Exercise details: Find each line in the records below that contains the word "flower", matching its capitalization exactly, and copy those lines.

[Collected data entries]
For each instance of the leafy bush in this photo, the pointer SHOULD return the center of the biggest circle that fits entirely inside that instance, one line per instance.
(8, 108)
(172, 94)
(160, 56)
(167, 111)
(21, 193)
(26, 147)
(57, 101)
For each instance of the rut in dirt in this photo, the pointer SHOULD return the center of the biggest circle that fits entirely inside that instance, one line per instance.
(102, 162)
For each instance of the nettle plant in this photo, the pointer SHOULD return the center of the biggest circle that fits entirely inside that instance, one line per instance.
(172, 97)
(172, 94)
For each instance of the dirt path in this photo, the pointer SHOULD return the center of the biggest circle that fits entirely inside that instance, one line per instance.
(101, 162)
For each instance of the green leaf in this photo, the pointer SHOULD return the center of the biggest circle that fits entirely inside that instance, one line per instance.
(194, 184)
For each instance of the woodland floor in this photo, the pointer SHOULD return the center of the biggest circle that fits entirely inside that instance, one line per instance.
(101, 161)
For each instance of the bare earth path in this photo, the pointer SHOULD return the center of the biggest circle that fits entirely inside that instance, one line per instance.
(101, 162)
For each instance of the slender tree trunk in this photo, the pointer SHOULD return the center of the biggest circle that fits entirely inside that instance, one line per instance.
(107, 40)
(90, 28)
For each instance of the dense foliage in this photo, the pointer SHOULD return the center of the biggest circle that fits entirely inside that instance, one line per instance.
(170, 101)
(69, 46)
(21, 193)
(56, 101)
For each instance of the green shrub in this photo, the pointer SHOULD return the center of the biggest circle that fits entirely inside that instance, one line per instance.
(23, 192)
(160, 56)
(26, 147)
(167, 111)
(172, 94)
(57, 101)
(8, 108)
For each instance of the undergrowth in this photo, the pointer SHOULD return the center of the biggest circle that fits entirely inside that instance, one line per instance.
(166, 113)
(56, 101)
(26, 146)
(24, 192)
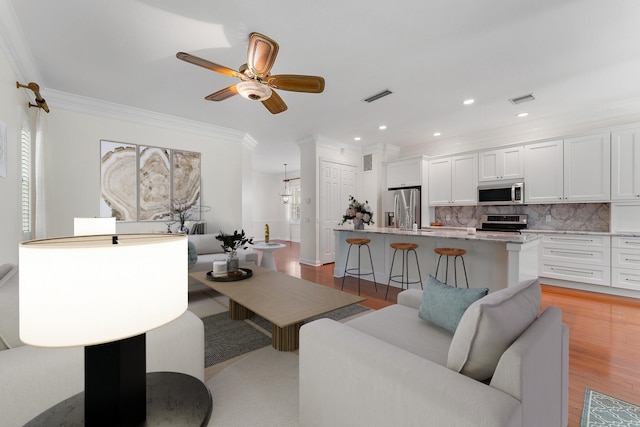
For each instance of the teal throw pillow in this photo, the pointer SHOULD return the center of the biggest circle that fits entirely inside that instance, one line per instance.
(192, 253)
(444, 305)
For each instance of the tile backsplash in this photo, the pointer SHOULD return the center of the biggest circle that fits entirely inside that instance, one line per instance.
(562, 216)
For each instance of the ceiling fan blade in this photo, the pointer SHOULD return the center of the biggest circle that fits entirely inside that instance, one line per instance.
(222, 94)
(261, 54)
(275, 104)
(296, 83)
(208, 65)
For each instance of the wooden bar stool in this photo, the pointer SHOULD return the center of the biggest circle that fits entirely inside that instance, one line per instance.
(404, 274)
(455, 253)
(355, 271)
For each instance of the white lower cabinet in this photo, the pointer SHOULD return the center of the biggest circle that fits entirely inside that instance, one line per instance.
(580, 258)
(625, 262)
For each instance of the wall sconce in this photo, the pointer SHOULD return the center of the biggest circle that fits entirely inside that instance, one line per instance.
(285, 194)
(40, 101)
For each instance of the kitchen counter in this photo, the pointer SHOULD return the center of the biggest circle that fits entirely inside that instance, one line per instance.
(594, 233)
(494, 260)
(453, 233)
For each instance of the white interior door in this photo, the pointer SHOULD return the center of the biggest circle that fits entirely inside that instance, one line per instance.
(337, 182)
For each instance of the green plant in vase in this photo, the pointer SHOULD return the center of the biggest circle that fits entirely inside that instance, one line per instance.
(230, 244)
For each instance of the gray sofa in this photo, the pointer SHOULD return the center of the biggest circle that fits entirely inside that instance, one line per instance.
(208, 250)
(32, 379)
(390, 367)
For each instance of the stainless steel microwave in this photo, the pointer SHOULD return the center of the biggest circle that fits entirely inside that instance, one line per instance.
(510, 193)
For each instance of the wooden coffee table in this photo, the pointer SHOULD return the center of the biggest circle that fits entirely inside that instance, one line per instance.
(283, 300)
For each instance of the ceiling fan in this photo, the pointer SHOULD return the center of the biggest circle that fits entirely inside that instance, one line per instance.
(257, 84)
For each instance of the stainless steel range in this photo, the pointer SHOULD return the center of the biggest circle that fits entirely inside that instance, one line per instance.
(503, 223)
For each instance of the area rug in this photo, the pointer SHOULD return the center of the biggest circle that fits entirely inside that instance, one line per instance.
(601, 410)
(226, 338)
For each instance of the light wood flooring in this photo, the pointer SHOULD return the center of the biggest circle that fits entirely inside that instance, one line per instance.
(604, 349)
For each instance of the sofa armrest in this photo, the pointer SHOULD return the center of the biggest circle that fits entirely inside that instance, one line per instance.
(350, 378)
(534, 369)
(411, 298)
(33, 379)
(177, 346)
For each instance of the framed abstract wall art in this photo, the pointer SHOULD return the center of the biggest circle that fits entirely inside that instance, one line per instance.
(145, 183)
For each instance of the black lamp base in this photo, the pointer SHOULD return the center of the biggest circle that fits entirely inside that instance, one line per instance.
(115, 383)
(172, 398)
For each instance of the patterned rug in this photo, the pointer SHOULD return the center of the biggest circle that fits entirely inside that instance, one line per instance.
(225, 339)
(601, 410)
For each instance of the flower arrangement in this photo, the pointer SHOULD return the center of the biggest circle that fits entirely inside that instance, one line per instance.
(359, 213)
(232, 242)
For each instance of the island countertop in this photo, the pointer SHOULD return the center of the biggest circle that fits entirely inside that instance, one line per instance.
(451, 233)
(493, 259)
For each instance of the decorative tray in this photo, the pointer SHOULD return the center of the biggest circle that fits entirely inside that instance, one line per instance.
(246, 273)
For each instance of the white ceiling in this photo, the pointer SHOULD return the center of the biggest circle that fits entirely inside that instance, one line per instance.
(580, 59)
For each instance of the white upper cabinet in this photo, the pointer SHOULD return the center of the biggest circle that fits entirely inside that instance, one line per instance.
(574, 170)
(587, 168)
(404, 173)
(454, 180)
(440, 181)
(625, 164)
(543, 168)
(507, 163)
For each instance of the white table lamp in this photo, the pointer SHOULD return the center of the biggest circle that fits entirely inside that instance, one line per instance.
(103, 292)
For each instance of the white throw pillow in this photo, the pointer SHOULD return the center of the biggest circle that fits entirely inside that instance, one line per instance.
(206, 243)
(489, 326)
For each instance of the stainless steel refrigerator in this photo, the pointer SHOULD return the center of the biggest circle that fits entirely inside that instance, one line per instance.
(405, 208)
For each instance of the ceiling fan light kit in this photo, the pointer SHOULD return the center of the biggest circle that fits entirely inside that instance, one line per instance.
(253, 90)
(257, 84)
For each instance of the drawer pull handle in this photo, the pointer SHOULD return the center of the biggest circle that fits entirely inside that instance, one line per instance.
(575, 239)
(571, 271)
(555, 251)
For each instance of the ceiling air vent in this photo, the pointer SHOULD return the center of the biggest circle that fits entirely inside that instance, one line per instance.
(378, 96)
(524, 98)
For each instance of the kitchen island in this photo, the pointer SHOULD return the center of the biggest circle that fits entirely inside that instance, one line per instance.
(494, 260)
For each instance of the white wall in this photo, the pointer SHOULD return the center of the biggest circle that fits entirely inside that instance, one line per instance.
(312, 150)
(13, 107)
(73, 169)
(268, 209)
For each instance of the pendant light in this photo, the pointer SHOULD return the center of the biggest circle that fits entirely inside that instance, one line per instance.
(285, 194)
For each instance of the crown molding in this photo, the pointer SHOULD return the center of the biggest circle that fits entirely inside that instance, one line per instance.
(14, 45)
(81, 104)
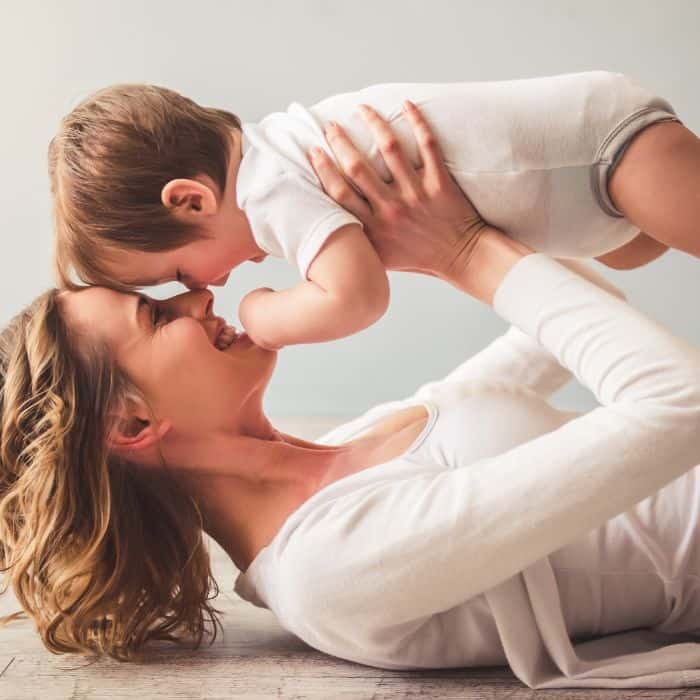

Task solution:
For each instance of the flower arrangement in this photo, the pointer SHOULD return the center of the biggest circle that fits entirely inside that instance, one line per instance.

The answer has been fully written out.